O QUE FAZER
1. Com base no texto sobre IA e colonoscopia, responda:
(a) Quantos dos 1.443 exames sem auxílio de IA foram encaminhados devido a sintomas de alarme?
(b) A que situação Zaniboni compara o risco de perda da capacidade humana pela dependência da IA?
(c) Que profissionais o estudo incluiu?
2. Por favor, repita sem alterações o trecho do texto sobre IA e colonoscopia que começa em "Segundo o artigo, uma" e termina em "saúde e pesquisadores.".

===== TEXTO PARA ANÁLISE =====

Segundo o artigo, uma TDA mais alta está associada a um maior efeito de prevenção do câncer. Além disso, manter uma TDA alta é considerado um objetivo importante tanto para endoscopistas, quanto para os sistemas de saúde e pesquisadores.

Dos 1.443 exames sem auxílio IA, 177 (12,3%) foram encaminhados devido a sintomas de alarme, como perda de peso, anemia e sangramento gastrointestinal, outros 230 (15,9%) eram colonoscopias de vigilância, 32 (2,2%) foram positivos para teste de sangue oculto nas fezes, 467 (32,4%) tinham outras indicações, como mudança no hábito intestinal ou diarreia, e 537 (37,2%) estavam com indicações desconhecidas.

Nesses casos, houve uma queda significativa na taxa de detecção de adenomas. Antes da implementação da IA nos centros, foram identificados adenomas em 226 de 795 (28,4%) colonoscopias. Após a introdução da tecnologia, esse número caiu para 145 detecções em 648 (22,4%) exames realizados.

O estudo destaca que, no período em que a IA começou a ser usada, houve uma proporção maior de pacientes do sexo masculino e um uso maior de sedação, dois fatores associados a um aumento na TDA. Mesmo assim, a taxa diminuiu após a introdução da IA, o que torna a queda observada ainda mais relevante.

Gustavo Zaniboni, fundador da empresa de consultoria em inteligência artificial Redcore, explica que sistemas de IA para auxiliar em diagnósticos médicos, especialmente por imagens, já são utilizados há bastante tempo.

Segundo o especialista, esses sistemas funcionam principalmente como indicativos do local onde se deve olhar, e não como substitutos do diagnóstico completo.

“Um modelo desse tipo não vai dizer ‘aqui tem um câncer’. Ele mostra onde tem mais chance de ter algo suspeito para que o profissional olhe com atenção,” disse Zaniboni.

O que ocorre com o uso prolongado desses sistema, segundo ele, não é o esquecimento da habilidade, mas uma perda gradual dela em decorrência da falta de prática.

“Se você tem uma rotina que te dá habilidade, se você deixa de praticar, você perde essa habilidade. Então a IA não destreina o humano a identificar o problema. Ela destreina o humano a encontrar aonde olhar para identificar o problema.”

Zaniboni alerta para o risco da perda da capacidade humana devido à dependência da IA, semelhante ao que ocorre com pilotos de avião que usam piloto automático na maioria dos voos e têm menos prática no modo manual. A prática constante é necessária para manter as habilidades. Se não for exercitada, a habilidade se perde com o tempo.

Os autores afirmam que existem algumas limitações no estudo. Como se trata de uma pesquisa observacional, a comparação entre os grupos pode ter sido influenciada por diferenças clínicas não controladas, apesar das tentativas para diminuir esse viés. Além disso, foi utilizado apenas um sistema específico de IA, o que dificulta a generalização dos resultados para outras tecnologias similares.

Outro ponto relevante é que o estudo incluiu somente endoscopistas experientes, deixando em aberto o impacto da IA em profissionais em formação. Também houve variabilidade no número de exames realizados por cada médico, o que pode ter interferido na análise individual.

===== DADOS FORNECIDOS =====

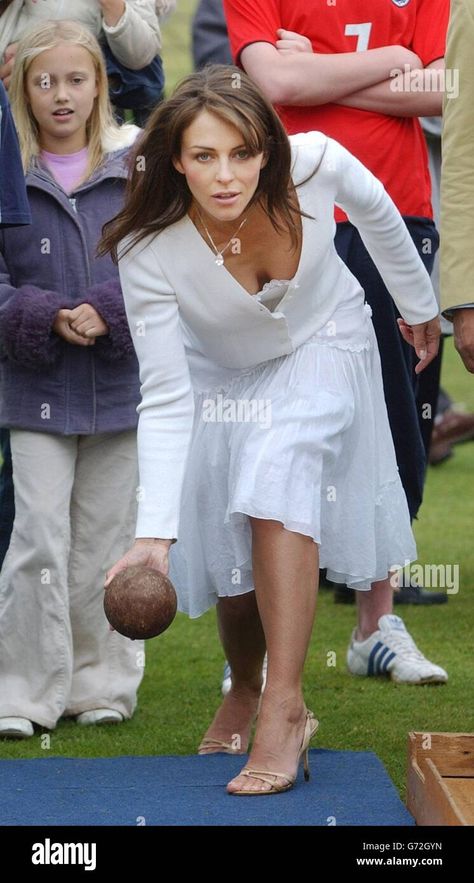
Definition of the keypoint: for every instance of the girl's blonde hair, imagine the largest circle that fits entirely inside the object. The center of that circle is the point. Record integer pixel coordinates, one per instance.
(102, 130)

=====

RESPOSTAS DAS TAREFAS
1.
(a) 177 exames (12,3%).
(b) À de pilotos de avião que usam piloto automático na maioria dos voos e têm menos prática no modo manual.
(c) Somente endoscopistas experientes.

2.
Segundo o artigo, uma TDA mais alta está associada a um maior efeito de prevenção do câncer. Além disso, manter uma TDA alta é considerado um objetivo importante tanto para endoscopistas, quanto para os sistemas de saúde e pesquisadores.